### Task:
Reproduce every line of the listing, starting at the line containing "bag, one line per instance." and ending at the final line, with both included. Offset each coordinate by adding 8 to both of its numbers.

Coordinate annotation entries:
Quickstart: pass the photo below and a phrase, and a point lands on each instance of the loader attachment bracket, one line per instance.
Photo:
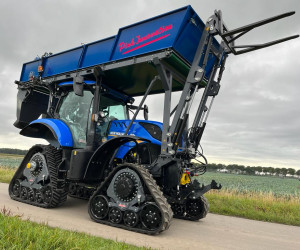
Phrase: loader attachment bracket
(201, 190)
(230, 36)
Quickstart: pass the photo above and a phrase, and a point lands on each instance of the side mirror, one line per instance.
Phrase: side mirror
(146, 111)
(78, 85)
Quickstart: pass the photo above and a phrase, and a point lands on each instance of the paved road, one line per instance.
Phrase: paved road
(214, 232)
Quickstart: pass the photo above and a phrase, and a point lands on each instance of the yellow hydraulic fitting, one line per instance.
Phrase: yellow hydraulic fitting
(185, 179)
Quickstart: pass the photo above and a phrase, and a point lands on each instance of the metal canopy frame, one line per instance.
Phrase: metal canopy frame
(172, 133)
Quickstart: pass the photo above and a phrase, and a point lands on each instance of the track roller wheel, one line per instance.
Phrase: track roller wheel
(197, 209)
(38, 196)
(151, 216)
(31, 194)
(47, 194)
(24, 193)
(178, 209)
(98, 207)
(16, 188)
(115, 215)
(130, 218)
(36, 181)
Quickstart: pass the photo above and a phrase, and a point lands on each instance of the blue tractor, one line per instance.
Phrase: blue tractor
(136, 174)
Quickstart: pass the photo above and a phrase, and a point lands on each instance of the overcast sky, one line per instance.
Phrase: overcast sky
(255, 119)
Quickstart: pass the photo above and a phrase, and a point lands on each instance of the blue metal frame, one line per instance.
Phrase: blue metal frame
(61, 130)
(179, 30)
(118, 128)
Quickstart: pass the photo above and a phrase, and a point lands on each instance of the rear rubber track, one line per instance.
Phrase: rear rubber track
(160, 200)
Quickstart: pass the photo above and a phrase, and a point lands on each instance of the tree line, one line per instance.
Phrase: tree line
(251, 170)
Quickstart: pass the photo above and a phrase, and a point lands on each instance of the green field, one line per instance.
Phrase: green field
(263, 198)
(279, 187)
(18, 234)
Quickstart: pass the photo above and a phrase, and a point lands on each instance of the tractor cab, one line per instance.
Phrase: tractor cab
(77, 112)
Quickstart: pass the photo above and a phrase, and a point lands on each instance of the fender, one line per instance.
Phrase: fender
(55, 131)
(103, 155)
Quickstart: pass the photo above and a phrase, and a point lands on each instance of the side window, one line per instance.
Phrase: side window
(74, 111)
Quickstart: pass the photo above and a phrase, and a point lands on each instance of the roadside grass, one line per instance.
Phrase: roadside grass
(255, 206)
(18, 234)
(263, 206)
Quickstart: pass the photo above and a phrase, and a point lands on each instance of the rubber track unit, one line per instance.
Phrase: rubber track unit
(201, 215)
(160, 200)
(53, 159)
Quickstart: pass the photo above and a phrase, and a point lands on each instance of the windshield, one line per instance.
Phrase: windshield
(74, 111)
(113, 110)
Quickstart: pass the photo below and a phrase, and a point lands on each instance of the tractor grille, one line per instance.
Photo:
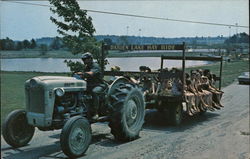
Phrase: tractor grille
(36, 100)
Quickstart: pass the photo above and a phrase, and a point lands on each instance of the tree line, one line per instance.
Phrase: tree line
(9, 44)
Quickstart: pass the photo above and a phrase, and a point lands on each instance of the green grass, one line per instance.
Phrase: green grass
(12, 83)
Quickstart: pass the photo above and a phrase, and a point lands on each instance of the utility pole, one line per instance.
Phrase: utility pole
(236, 24)
(229, 31)
(139, 36)
(127, 29)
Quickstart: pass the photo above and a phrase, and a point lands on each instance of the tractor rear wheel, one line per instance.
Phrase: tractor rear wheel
(129, 111)
(16, 130)
(75, 137)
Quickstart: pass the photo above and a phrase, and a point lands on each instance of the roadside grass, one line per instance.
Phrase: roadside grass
(12, 83)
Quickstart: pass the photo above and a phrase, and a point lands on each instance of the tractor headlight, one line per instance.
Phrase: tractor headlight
(60, 92)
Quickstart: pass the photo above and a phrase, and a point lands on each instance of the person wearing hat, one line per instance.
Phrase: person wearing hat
(92, 74)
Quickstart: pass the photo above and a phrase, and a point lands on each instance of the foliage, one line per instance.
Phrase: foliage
(76, 28)
(9, 44)
(26, 44)
(56, 44)
(238, 38)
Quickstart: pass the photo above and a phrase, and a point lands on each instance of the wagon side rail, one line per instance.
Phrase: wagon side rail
(195, 58)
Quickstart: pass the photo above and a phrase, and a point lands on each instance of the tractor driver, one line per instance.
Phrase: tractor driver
(92, 74)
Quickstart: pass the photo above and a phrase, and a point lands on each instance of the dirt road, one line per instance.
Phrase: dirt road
(223, 134)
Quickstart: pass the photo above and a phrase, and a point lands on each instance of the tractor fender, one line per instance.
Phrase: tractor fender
(116, 83)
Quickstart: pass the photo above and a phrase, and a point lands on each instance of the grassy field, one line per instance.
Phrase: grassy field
(12, 83)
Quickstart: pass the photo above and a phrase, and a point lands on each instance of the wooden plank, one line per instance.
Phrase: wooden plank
(194, 58)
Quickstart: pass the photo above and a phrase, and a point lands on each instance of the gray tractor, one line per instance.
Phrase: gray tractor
(54, 102)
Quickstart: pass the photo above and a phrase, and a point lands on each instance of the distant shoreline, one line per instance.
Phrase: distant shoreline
(66, 54)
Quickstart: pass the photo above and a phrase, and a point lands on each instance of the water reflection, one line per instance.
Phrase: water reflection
(58, 65)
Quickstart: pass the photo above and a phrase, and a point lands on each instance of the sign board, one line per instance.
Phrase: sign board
(145, 47)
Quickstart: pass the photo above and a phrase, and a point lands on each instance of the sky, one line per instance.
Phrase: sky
(20, 21)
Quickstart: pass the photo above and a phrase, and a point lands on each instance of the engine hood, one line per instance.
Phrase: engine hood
(50, 82)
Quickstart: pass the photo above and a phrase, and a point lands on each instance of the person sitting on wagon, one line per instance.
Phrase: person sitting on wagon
(195, 82)
(217, 94)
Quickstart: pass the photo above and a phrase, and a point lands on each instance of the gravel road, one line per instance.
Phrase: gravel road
(223, 134)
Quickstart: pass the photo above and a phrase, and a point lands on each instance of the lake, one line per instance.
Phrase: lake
(58, 65)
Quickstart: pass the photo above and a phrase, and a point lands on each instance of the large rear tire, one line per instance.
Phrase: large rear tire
(176, 114)
(129, 111)
(16, 130)
(75, 137)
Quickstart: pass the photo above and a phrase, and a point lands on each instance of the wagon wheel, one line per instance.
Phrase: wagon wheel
(176, 113)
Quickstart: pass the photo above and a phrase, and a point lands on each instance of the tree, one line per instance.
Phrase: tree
(26, 44)
(43, 49)
(7, 44)
(55, 45)
(19, 45)
(75, 27)
(76, 21)
(123, 40)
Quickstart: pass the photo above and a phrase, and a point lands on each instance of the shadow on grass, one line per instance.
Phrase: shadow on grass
(159, 121)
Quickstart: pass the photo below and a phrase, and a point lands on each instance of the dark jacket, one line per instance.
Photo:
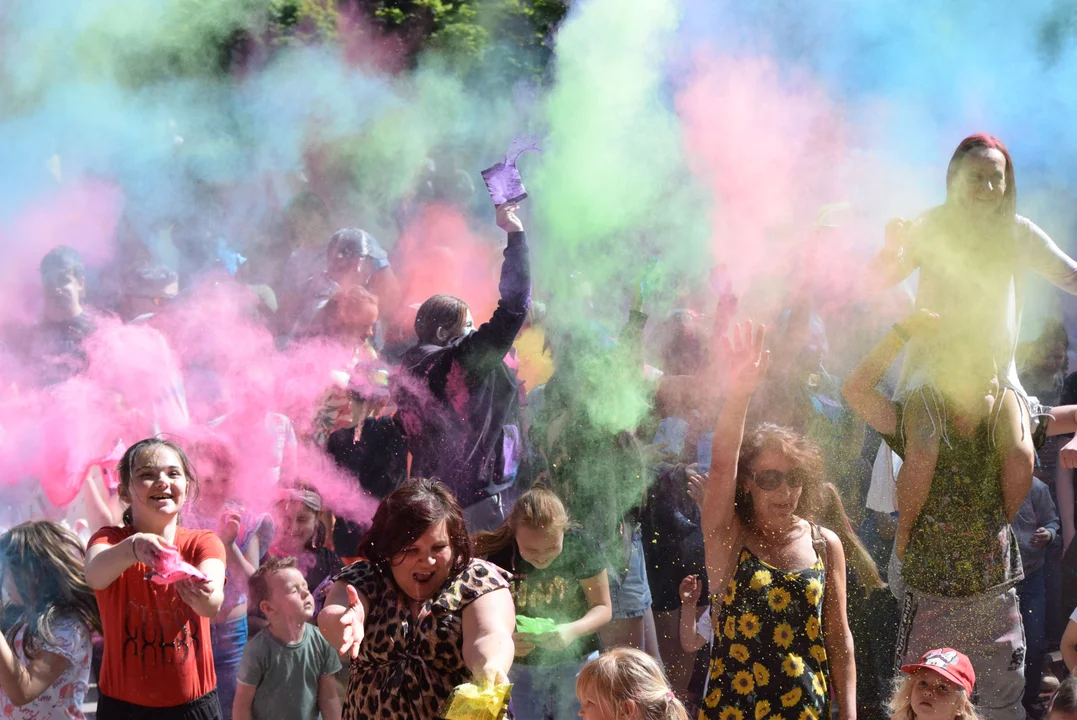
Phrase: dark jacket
(457, 400)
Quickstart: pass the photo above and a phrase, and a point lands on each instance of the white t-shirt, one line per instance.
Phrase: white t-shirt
(63, 699)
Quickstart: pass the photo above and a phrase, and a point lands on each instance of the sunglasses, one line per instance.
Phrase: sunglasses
(773, 479)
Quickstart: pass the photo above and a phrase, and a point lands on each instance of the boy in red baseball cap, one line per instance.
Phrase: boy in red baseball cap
(937, 688)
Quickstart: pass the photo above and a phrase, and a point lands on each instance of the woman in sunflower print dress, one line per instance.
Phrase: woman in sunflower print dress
(782, 647)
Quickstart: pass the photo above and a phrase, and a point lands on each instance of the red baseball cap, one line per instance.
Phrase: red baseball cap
(954, 666)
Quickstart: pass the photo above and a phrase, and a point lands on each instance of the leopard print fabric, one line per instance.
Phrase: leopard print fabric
(407, 667)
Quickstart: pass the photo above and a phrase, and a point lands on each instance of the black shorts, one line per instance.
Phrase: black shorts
(206, 707)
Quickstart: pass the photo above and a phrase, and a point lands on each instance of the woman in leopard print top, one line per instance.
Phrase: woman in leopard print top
(420, 616)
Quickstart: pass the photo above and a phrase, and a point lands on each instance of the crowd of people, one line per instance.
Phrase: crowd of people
(770, 541)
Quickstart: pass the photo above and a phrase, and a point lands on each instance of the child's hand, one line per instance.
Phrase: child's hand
(690, 589)
(194, 591)
(558, 639)
(1041, 537)
(150, 549)
(525, 644)
(228, 527)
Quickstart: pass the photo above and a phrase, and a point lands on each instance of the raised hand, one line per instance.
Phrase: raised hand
(353, 625)
(745, 360)
(151, 549)
(507, 220)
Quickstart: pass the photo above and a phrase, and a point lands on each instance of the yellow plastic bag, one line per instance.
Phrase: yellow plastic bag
(470, 702)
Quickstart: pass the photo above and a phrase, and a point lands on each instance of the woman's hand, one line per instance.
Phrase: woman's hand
(922, 323)
(507, 220)
(228, 526)
(690, 589)
(745, 360)
(150, 549)
(490, 677)
(346, 632)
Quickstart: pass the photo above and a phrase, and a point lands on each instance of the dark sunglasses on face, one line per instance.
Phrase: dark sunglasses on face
(773, 479)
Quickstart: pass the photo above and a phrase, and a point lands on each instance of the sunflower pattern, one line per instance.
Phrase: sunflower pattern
(769, 659)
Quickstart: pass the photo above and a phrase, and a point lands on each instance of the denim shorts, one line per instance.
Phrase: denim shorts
(628, 586)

### Problem solution:
Quickstart: pass the photo above and a phrase, and a point lands on each instance of the yellow plastic bag, one line per instance.
Phrase: yellow plastic bag
(478, 710)
Quickstart: pass the photo above and a phrase, and a point lands on each instance of the woman's hand, one line per instance.
Phrase: woman's hand
(930, 331)
(515, 228)
(236, 534)
(698, 597)
(753, 368)
(158, 557)
(498, 685)
(354, 640)
Quickstart: pass the photo above and a phrase, and a point lands on each instance of the dark sunglasses on face, one line per instance.
Phrase: dark sunglasses on face
(781, 487)
Quickstart: pass the photo above and a phrase, and a point lands on each instance of the sunflower pattern, one line per instance.
Phrase: sunflower pattern
(777, 667)
Quickstart: pass the photo above and a phrase, and a point lands on each instance of the denim shorts, one line per instance.
Phrase: denim shorts
(636, 594)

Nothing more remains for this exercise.